[Stored data entries]
++++

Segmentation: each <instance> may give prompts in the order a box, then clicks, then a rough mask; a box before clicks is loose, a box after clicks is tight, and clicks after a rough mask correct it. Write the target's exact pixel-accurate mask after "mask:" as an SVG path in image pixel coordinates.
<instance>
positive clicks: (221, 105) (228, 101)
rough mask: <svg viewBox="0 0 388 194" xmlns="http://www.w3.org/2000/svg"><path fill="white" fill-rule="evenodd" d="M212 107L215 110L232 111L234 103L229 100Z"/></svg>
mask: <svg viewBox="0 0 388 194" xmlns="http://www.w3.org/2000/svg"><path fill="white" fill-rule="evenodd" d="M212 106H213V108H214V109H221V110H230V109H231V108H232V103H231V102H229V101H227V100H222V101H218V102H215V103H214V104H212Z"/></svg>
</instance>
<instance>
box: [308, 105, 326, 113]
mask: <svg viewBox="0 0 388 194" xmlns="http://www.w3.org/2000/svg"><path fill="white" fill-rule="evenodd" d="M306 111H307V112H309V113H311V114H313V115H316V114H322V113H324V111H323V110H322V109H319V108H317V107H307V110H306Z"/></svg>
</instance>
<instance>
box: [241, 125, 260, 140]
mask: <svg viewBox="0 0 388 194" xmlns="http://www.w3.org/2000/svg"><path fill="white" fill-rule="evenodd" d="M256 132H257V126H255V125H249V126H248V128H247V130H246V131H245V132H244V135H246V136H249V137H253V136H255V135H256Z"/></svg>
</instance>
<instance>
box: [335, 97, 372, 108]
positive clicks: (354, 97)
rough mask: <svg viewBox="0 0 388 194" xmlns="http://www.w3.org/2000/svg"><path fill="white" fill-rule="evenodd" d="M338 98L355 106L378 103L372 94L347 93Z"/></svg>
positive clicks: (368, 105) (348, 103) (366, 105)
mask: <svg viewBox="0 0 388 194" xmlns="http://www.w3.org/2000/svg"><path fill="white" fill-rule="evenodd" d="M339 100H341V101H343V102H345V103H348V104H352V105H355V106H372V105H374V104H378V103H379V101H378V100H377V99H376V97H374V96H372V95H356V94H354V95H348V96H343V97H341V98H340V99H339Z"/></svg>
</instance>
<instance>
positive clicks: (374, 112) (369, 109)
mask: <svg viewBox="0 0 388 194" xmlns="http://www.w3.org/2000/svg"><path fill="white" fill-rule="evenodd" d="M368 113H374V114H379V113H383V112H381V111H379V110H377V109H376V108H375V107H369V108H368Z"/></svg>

++++

# [What needs to be done]
An exact reproduction of all the entries above is required.

# [Result for this task]
Segmentation: each <instance> may give prompts in the order a box, then clicks, then a rough mask; a box before clicks is loose, a box after clicks is tight, and clicks after a rough mask correct it. Write the target's exact pixel-accurate mask after "mask:" as an SVG path in image pixel coordinates.
<instance>
positive clicks: (221, 105) (228, 101)
rough mask: <svg viewBox="0 0 388 194" xmlns="http://www.w3.org/2000/svg"><path fill="white" fill-rule="evenodd" d="M212 107L215 110L232 111L234 103L229 100Z"/></svg>
mask: <svg viewBox="0 0 388 194" xmlns="http://www.w3.org/2000/svg"><path fill="white" fill-rule="evenodd" d="M212 106H213V108H214V109H221V110H230V109H231V108H232V103H231V102H229V101H227V100H222V101H218V102H215V103H214V104H212Z"/></svg>
</instance>
<instance>
box: [308, 105, 326, 113]
mask: <svg viewBox="0 0 388 194" xmlns="http://www.w3.org/2000/svg"><path fill="white" fill-rule="evenodd" d="M306 111H307V112H309V113H311V114H313V115H316V114H322V113H324V111H323V110H322V109H319V108H317V107H307V110H306Z"/></svg>
</instance>
<instance>
box: [241, 125, 260, 140]
mask: <svg viewBox="0 0 388 194" xmlns="http://www.w3.org/2000/svg"><path fill="white" fill-rule="evenodd" d="M256 132H257V126H255V125H249V126H248V128H247V130H246V131H245V132H244V135H246V136H249V137H253V136H255V135H256Z"/></svg>
</instance>
<instance>
box: [335, 97, 372, 108]
positive clicks: (354, 97)
rough mask: <svg viewBox="0 0 388 194" xmlns="http://www.w3.org/2000/svg"><path fill="white" fill-rule="evenodd" d="M338 98L355 106L378 103L372 94L347 93Z"/></svg>
positive clicks: (368, 105) (348, 103) (366, 105)
mask: <svg viewBox="0 0 388 194" xmlns="http://www.w3.org/2000/svg"><path fill="white" fill-rule="evenodd" d="M339 100H341V101H343V102H345V103H348V104H352V105H355V106H372V105H374V104H378V103H379V101H378V100H377V99H376V97H374V96H372V95H356V94H354V95H348V96H343V97H341V98H340V99H339Z"/></svg>
</instance>
<instance>
positive clicks: (374, 112) (369, 109)
mask: <svg viewBox="0 0 388 194" xmlns="http://www.w3.org/2000/svg"><path fill="white" fill-rule="evenodd" d="M368 113H374V114H379V113H383V112H381V111H379V110H377V109H376V108H375V107H369V108H368Z"/></svg>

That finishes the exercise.